— EXERCISE OBJECTIVE —
Images within the entries are to be omitted; the remainder must be reproduced exactly.

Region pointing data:
▼
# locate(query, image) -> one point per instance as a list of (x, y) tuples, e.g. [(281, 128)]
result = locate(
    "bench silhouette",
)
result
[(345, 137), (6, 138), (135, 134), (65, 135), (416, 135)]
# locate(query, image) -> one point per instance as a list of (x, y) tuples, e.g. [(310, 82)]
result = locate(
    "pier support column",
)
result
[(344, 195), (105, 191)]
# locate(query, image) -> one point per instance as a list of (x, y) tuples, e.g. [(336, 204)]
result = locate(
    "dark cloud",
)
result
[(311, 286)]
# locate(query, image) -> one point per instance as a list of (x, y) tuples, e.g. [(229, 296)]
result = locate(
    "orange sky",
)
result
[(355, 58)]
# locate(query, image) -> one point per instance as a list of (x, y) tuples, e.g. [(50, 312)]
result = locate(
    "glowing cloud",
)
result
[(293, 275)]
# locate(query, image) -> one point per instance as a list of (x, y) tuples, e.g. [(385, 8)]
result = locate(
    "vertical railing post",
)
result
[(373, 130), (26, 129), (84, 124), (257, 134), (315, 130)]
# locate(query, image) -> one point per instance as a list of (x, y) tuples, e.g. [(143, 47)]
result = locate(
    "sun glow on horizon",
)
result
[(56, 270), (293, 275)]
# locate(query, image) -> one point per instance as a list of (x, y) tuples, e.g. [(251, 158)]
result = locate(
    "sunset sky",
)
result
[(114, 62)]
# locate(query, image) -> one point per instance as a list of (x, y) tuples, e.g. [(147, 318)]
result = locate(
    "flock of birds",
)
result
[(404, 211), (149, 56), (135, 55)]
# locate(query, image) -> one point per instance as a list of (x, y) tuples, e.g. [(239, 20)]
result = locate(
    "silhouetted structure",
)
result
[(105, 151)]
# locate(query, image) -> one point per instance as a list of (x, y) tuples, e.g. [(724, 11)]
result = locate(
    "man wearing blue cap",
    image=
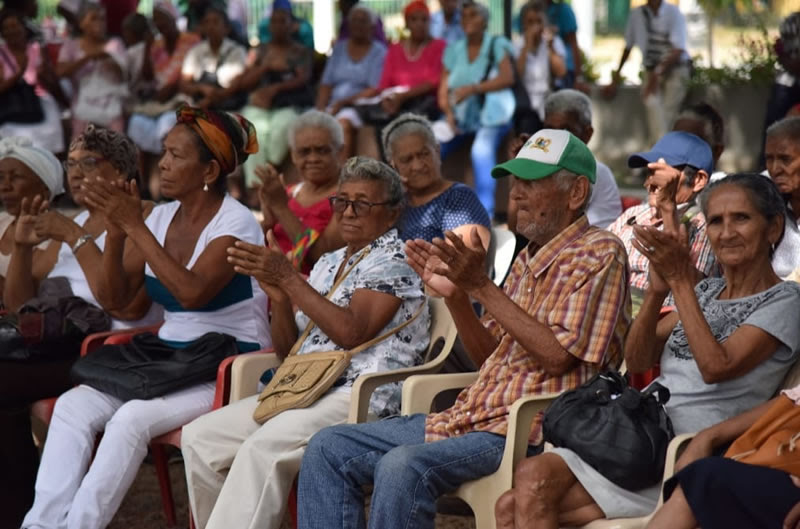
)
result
[(687, 158), (560, 319)]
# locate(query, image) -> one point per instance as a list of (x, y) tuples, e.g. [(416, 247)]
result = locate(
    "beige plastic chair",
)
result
[(482, 494), (247, 369)]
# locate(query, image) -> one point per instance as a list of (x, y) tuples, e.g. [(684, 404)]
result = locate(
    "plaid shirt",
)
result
[(699, 247), (577, 285)]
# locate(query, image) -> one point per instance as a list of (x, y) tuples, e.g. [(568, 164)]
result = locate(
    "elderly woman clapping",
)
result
[(378, 293), (725, 350)]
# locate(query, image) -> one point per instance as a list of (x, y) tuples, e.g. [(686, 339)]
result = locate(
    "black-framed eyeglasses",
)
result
[(87, 164), (361, 208)]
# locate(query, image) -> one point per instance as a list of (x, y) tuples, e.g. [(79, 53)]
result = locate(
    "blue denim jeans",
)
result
[(484, 158), (408, 474)]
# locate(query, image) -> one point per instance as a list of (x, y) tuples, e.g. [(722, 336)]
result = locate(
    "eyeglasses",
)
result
[(361, 208), (87, 164)]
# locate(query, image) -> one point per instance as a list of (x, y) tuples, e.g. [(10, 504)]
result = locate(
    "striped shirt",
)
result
[(699, 247), (577, 285)]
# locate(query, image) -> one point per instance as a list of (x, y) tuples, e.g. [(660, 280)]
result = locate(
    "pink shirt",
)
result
[(398, 70)]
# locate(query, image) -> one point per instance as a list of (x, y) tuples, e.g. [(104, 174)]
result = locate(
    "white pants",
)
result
[(662, 107), (69, 497), (260, 461)]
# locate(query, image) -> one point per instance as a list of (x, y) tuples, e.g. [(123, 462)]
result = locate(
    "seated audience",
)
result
[(411, 72), (211, 66), (26, 171), (239, 472), (160, 72), (96, 153), (719, 493), (278, 83), (446, 23), (551, 329), (301, 216), (725, 350), (435, 205), (24, 60), (782, 153), (464, 97), (692, 157), (354, 66), (301, 30), (95, 66), (178, 255), (539, 59)]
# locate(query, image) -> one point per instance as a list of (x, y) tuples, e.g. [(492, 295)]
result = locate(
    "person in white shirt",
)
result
[(658, 29)]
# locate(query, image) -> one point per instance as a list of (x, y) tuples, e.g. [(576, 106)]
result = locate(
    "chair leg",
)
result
[(162, 471), (293, 504)]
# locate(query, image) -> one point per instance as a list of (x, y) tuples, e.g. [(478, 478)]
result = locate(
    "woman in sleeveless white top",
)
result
[(179, 255)]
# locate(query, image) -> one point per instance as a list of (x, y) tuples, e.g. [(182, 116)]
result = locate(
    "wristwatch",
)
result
[(83, 239)]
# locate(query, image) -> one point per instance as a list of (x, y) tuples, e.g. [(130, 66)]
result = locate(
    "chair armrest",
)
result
[(246, 370), (365, 385), (420, 390), (520, 418), (93, 341)]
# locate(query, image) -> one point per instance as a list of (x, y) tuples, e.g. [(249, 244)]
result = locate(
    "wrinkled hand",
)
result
▲
— FINISHED TASK —
# locate(query, image) -> one point per instance as a list of (x, y) tuples, e.g. [(281, 128)]
result = locate(
    "bench silhouette",
)
result
[(345, 137), (6, 138), (135, 134), (65, 135), (416, 135)]
# locate(query, image) -> one point per instance as a list of (x, y) tuples, e.g. [(310, 82)]
result = locate(
    "pier support column",
)
result
[(344, 195), (105, 191)]
# locate(query, image) -> one point per instance as a list of (x, y) tuples, e.g. [(336, 204)]
result = locate(
    "dark cloud",
)
result
[(311, 286)]
# locate(query, image) -> one point per instance as a list of (x, y) tuples, e.g. [(229, 296)]
result = locate(
    "orange sky",
)
result
[(355, 58)]
# locate(query, image) -> one point per instance as a list of (x, y) tuples, e.g. [(50, 312)]
result = locate(
    "glowing cloud",
)
result
[(293, 275)]
# locate(query, image) -> one point per instance as a list of (x, y) tuples, e.g. [(385, 8)]
result = locate(
    "vertical railing post",
)
result
[(373, 130), (26, 129), (84, 124), (257, 134), (315, 130)]
# locate(query, image) -> one point per instance as a list of (x, y) tuples, e.g. [(143, 47)]
result = locate(
    "sun glow on horizon",
)
result
[(56, 270), (293, 275)]
# locate(query, image) -> one point per instance as a list of (x, y) tuples, e.g. [(251, 158)]
result = locate(
    "sunset sky",
)
result
[(114, 62)]
# locate(query, image) -> one point per instance as a list of (x, y) tuples, e.g. [(147, 318)]
result = locate(
    "flock of birds",
)
result
[(404, 211), (149, 56), (135, 55)]
# locate(query, image) -> one point per instance as a list of (x, y) tuples, e.g. [(239, 20)]
result = locate(
    "silhouetted structure",
)
result
[(105, 151)]
# locate(query, image) -> one point per instance as a list of (x, y) tuples, e.g. [(724, 11)]
result = locate(
    "man wearing blue cap",
    image=
)
result
[(687, 158), (560, 319)]
# locate(query, image) -> one point per instance as a list of (x, y) tuples, e.g. [(416, 247)]
result = locate(
    "beige plastic chair",
)
result
[(482, 494), (247, 369)]
# locate(query, image) -> one point per instance as a list of (x, y) tuples, e.g. [(684, 404)]
result = locate(
    "plaid shirt",
)
result
[(699, 247), (577, 285)]
# locate(query, image) -> one point per instance as a list of (x, y) tuples, e.g. [(568, 164)]
result = locate(
    "elderly woman clapping",
)
result
[(378, 293), (725, 350)]
# locate(query, image) -> one point per instance as a list of (x, y) tuples, e.g. [(686, 339)]
result = locate(
    "black-framed eyeglasses",
)
result
[(87, 164), (361, 208)]
# locate(query, image) -> one point per instance as a list of (x, y) tuples, e.g. [(79, 53)]
result = locate(
    "blue denim jeans",
)
result
[(484, 158), (408, 474)]
# locate(query, image) -> one point per instance as a list of (x, y) tuples, e.g. [(722, 336)]
result = locate(
    "eyeglasses",
)
result
[(361, 208), (87, 164)]
# locate(query, image) -> one point per instance as a list of (x, y) tuples, e.g. [(10, 504)]
result = locate(
    "striped shirt",
)
result
[(699, 247), (577, 285)]
# locate(query, image) -> one point per instance as a list of (x, y) tuples, e.g. [(660, 280)]
result = locate(
    "pink shirt",
)
result
[(398, 70)]
# locate(query, image) -> one point per instance as a list of (x, y) tuples, e.g. [(104, 174)]
result = locate(
    "white pants",
)
result
[(662, 107), (69, 497), (260, 461)]
# locate(query, image) -> one point per instance as a list of (x, y) tuples, e.g. [(123, 462)]
result = locate(
    "seated audience",
)
result
[(411, 72), (211, 66), (26, 171), (239, 472), (160, 72), (96, 153), (719, 493), (278, 83), (446, 23), (551, 329), (301, 216), (725, 350), (435, 205), (24, 60), (782, 153), (464, 97), (692, 157), (354, 66), (301, 30), (95, 66), (178, 255), (539, 59)]
# locate(query, image) -> one point per instance as a list of (x, y) tuples, e.g. [(492, 295)]
result = locate(
    "person in white shirt",
)
result
[(658, 29)]
# locate(query, image) -> one point per instance as a list of (x, y) tuples, e.g. [(576, 106)]
result = locate(
    "chair leg",
)
result
[(162, 471), (293, 504)]
# locate(query, image) -> one point per instance as a list of (x, y) tuples, e.g. [(478, 478)]
result = locate(
    "woman in sleeveless white top",
)
result
[(179, 255)]
# locate(query, image) -> one point per instance as a list of (x, y) tuples, e.g. [(182, 116)]
result = locate(
    "wristwatch",
)
result
[(83, 239)]
# locate(query, image) -> one point per instance as a list of (x, y) tuples, e.g. [(130, 66)]
result = locate(
    "chair armrest",
)
result
[(246, 370), (365, 385), (420, 390), (520, 418), (93, 341)]
# locate(query, image) -> one point per instance as a list of (x, y) tuples, e.g. [(249, 244)]
result = locate(
    "wrinkled hand",
)
result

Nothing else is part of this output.